━━ Extracted text ━━
I have said that the Labour Party favours much wider access to higher education for women, working-class students, students from the cultural minorities, mature students and part-time students. In order to achieve this wider participation, the awards system must be re-examined. It is 20 years since the Anderson report on awards—which was then a progressive document—brought us the present basic structure, and it is time for a new look. The 16 to 19 area is in a real mess, but that is for another time. In higher education, the dividing line between mandatory and disretionary awards is becoming increasingly blurred and artificial. The original rationale was that mandatory awards should be available for students taking courses of higher education which had a strictly policed entrance qualification—normally two A levels or equivalent—but the whole administration of this matter has become increasingly theological, even Byzantine.

In 1978–79, the Council for Local Education Authorities, with the co-operation of the DES and the SED, established an officer working party to study the matter. It suggested that the criterion for a course to be accepted for a mandatory award should be that the course took the student up to the point where he could embark on his chosen career. The report was welcomed, but no action was taken. Action is urgently needed. The system is creaking. May we please hear what is the Government's thinking on this subject? I assume that they are thinking, and if not they ought to be.

Another point which needs clarification is the position of a student who is regarded as independent of his parents and their income. At present, three years' self-support is needed but in these days many young people, through no fault of their own, may find themselves unemployed. I believe that there has been some relaxation of the rules, but it would be helpful if, in the reply to the debate, the present position could be made clear.

Perhaps the most important subject which we should be discussing today is the relationship between the private and the public sectors, in which I include the voluntary colleges. On them there is a lot to be said, but, as the right reverend Prelate the Bishop of Coventry is to speak, I imagine that he will make their case. The question of the relationship between the two sectors is raised in both the UGC and the NAB questionnaires. The time is surely ripe for a real advance towards unifying higher education. This means equalising the resources in all senses, moving towards co-operation and planning across the binary line. Mergers may be possible and they are being investigated in certain cases where, geographically, the two institutions are not far apart.

It was, after all, the present Prime Minister who in her 1972 White Paper, Framework for Expansion, coined the phrase "the higher education family" to cover both the university and the non-university sector. Members of a family may not always see eye to eye on all issues, including financial issues, but they should stand together and take an interest in each other's affairs. I think it is not unfair to say that, at present, many people in the university world come fairly near to withdrawing the hem of their garment from non-university higher education affairs. Of course, there are exceptions and it is good to know of the close co-operation between Mr. Christopher Ball, Chairman of the NAB, and Sir Peter Swinnerton-Dyer, chairman of the UGC, and that they attend each other's meetings. With the appraisal that is now going on, surely this is the time to take some very positive steps forward.
━━━
━━ Information shown ━━
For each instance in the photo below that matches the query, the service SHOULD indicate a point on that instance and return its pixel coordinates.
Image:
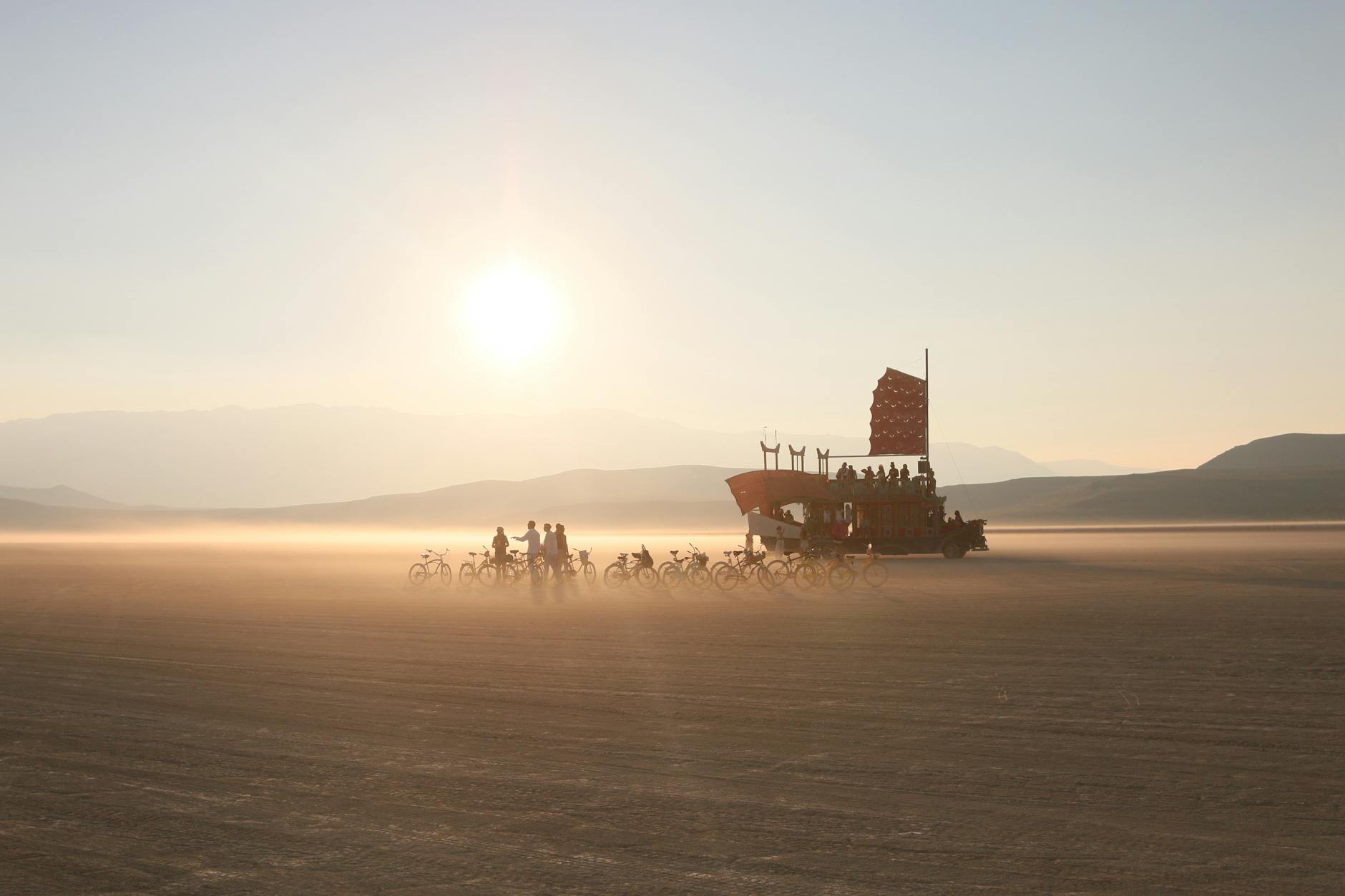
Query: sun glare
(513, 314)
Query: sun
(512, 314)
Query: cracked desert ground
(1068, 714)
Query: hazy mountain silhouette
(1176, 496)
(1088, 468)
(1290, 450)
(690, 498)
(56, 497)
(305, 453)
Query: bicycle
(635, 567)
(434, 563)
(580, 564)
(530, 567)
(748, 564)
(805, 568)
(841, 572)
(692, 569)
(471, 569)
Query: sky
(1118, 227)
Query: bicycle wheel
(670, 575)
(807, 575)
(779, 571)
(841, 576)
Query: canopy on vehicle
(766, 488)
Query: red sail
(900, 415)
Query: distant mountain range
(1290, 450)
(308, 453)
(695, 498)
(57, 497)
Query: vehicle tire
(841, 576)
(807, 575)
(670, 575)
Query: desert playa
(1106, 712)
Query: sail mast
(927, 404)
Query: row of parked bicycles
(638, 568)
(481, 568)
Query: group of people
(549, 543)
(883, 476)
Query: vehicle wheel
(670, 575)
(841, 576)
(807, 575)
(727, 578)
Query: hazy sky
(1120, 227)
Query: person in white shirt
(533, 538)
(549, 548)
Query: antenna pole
━━━
**Work to do**
**A.** Output the stretch of the higher education speech from "Perhaps the most" through "not far apart.".
**B.** Summarize the speech on higher education in two sentences.
**C.** Write the next part of the speech on higher education, picking up after its final sentence.

**Task answers**
**A.**
Perhaps the most important subject which we should be discussing today is the relationship between the private and the public sectors, in which I include the voluntary colleges. On them there is a lot to be said, but, as the right reverend Prelate the Bishop of Coventry is to speak, I imagine that he will make their case. The question of the relationship between the two sectors is raised in both the UGC and the NAB questionnaires. The time is surely ripe for a real advance towards unifying higher education. This means equalising the resources in all senses, moving towards co-operation and planning across the binary line. Mergers may be possible and they are being investigated in certain cases where, geographically, the two institutions are not far apart.

**B.** The speaker says the Labour Party wants wider access to higher education for groups such as women, working-class, mature and part-time students, which requires re-examining an awards system whose line between mandatory and discretionary awards has become blurred, and asks the Government to state its thinking on this and on the rules for independent students. The speaker also calls for unifying higher education across the binary line through equal resources, co-operation, planning and possible mergers, recalling the Prime Minister's 1972 phrase "the higher education family."

**C.**
The increasing importance of local authority higher education needs to be more fully understood. It provides for nearly one-third of a million students following over 10,000 courses in nearly 400 local authority colleges. I quote from NAB's paper: The characteristic features of the sector lie in its variety, its flexibility, its responsiveness to the local, regional and national needs of industry, business and the public services, and its openness in terms of non-traditional access. About 150,000 students are on degree courses, many of whom are mature entrants…and a significant minority have come in without fomal qualifications. There are already more first-year home students on full-time and sandwich courses in the local authority colleges than in the universities. There were 4 per cent. fewer students in the universities in 1982–83 than in 1981–82; 7 per cent. more in the public sector. Even with the restrictions now being sought on expenditure there, it is expected that there will be more first degree students there than in the universities, even though the number of postgraduates will rightly be larger in the universities and, obviously, research should be primarily in the universities. The noble Lord, Lord Annan, suggested taking away some of the degree work from the colleges, but if that is done how many young people will be deprived of their opportunities, and the nation of much needed qualified manpower?

Many questions are being asked about length of courses, length of terms, methods of instruction, short vocational courses and so on, and it is right that there should be such questions asked. If there is to be change and greater flexibility in the system, it must apply in both sectors. We must avoid an outcome where the universities go on their present way more or less unchanged, and the public sector is expected to pick up the pieces and take on what is left over at a lower unit of resource.

Why is the university student so much more expensive? It has been very difficult to get up-to-date and comparable figures. A reply from Mr. Brooke in December last gave the net institutional average annual recurrent cost per student in 1981–82 as £3,120 for a poly and £4,400 for a university student. Of the £1,280 differential, £500 relates to teaching alone, not research. Can this difference be justified?

Dr. Rickett, director of Middlesex Poly, said in a recent talk that the difference in levels of resource for students is related to the staff-student ratios and the salary levels in the two sectors.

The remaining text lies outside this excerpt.